■ GIVEN TASK 1 ■
Can you give the records as a JSON list of strings, one string per line and blank lines left out, beginning at the line that contains "Object detection labeling — target class: bare" and stopping after the last line of the records?

■ TEXT SECTION ■
10. CHANGES IN COMMON STOCK, NOTE WARRANT SHARES OR PREFERRED SHARES.
If, and as often as, there is any change in the Common Stock, the Note Warrant
Shares or the Preferred Shares by way of a stock split, stock dividend,
combination or reclassification, or through a merger, consolidation,
reorganization or recapitalization, or by any other means, appropriate
adjustment shall be made in the provisions hereof so that the rights and
privileges granted hereby shall continue with respect to the Common Stock, the
Note Warrant Shares or the Preferred Shares as so changed.
11. RULE 144 REPORTING. With a view to making available the benefits of
certain rules and regulations of the Commission which may at any time permit the
sale of the Registrable Stock to the public without registration, at all times
after ninety (90) days after any registration statement covering a public
offering of securities of the Company under the Securities Act shall have become
effective, the Company agrees to:
(a) make and keep public information available, as those terms
are understood and defined in Rule 144 under the Securities Act;
(b) use its best efforts to file with the Commission in a
timely manner all reports and other documents required of the Company under the
Securities Act and the Exchange Act; and
(c) furnish to each holder of Registrable Stock forthwith upon
request a written statement by the Company as to its compliance with the
reporting requirements of such Rule 144 and of the Securities Act and the
Exchange Act, a copy of the most recent annual or quarterly report of the
Company, and such other reports and documents so filed by the Company as such
holder may reasonably request in availing itself of any rule or regulation of
the Commission allowing such holder to sell any Registrable Stock without
registration.

■ ENTRIES ■

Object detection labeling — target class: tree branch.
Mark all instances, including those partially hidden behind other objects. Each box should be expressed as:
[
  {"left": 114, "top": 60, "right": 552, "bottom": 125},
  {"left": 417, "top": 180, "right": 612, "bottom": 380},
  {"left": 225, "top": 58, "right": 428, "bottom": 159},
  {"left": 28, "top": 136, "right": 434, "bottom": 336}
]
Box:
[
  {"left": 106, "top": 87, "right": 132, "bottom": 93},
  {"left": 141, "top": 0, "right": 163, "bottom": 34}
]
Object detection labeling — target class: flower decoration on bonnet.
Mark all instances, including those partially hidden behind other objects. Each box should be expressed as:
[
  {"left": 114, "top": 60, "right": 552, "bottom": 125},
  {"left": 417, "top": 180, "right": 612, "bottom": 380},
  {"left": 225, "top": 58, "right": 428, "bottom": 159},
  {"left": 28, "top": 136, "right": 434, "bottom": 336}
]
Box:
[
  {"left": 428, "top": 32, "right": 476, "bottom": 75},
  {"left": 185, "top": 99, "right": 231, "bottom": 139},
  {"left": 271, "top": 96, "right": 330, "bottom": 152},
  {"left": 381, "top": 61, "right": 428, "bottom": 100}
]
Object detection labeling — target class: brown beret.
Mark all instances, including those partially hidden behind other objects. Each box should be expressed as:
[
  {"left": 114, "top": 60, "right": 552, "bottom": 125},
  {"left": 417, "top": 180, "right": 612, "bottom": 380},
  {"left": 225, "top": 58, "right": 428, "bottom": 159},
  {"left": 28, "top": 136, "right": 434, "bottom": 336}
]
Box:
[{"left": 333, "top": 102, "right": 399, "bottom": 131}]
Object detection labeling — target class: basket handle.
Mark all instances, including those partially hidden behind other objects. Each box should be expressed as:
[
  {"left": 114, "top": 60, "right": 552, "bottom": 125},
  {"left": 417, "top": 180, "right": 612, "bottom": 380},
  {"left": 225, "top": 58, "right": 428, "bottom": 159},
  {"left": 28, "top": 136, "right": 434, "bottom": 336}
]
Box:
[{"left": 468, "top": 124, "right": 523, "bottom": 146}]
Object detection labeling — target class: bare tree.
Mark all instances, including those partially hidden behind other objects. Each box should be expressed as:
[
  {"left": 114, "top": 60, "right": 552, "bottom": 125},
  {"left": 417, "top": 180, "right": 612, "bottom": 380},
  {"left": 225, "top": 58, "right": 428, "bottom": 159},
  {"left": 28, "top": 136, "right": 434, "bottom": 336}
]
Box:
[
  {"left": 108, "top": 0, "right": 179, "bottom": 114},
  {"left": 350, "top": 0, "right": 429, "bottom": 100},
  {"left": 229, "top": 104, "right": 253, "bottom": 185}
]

■ GIVEN TASK 2 ■
Could you extract the passage from the securities text word for word, beginning at the words "If, and as often" and stopping after "as so changed."?

■ EXERCISE RESPONSE 1 ■
[
  "Object detection labeling — target class: bare tree.",
  "Mark all instances, including those partially hidden behind other objects. Each box should be expressed as:",
  "[",
  "  {\"left\": 114, \"top\": 60, \"right\": 552, \"bottom\": 125},",
  "  {\"left\": 417, \"top\": 180, \"right\": 612, \"bottom\": 380},",
  "  {\"left\": 225, \"top\": 58, \"right\": 428, \"bottom\": 159},",
  "  {\"left\": 28, \"top\": 136, \"right\": 434, \"bottom\": 336}",
  "]",
  "Box:",
  "[",
  "  {\"left\": 108, \"top\": 0, \"right\": 179, \"bottom\": 114},",
  "  {\"left\": 350, \"top\": 0, \"right\": 429, \"bottom\": 100},",
  "  {\"left\": 229, \"top\": 104, \"right\": 253, \"bottom\": 185}",
  "]"
]

■ EXERCISE RESPONSE 2 ■
If, and as often as, there is any change in the Common Stock, the Note Warrant
Shares or the Preferred Shares by way of a stock split, stock dividend,
combination or reclassification, or through a merger, consolidation,
reorganization or recapitalization, or by any other means, appropriate
adjustment shall be made in the provisions hereof so that the rights and
privileges granted hereby shall continue with respect to the Common Stock, the
Note Warrant Shares or the Preferred Shares as so changed.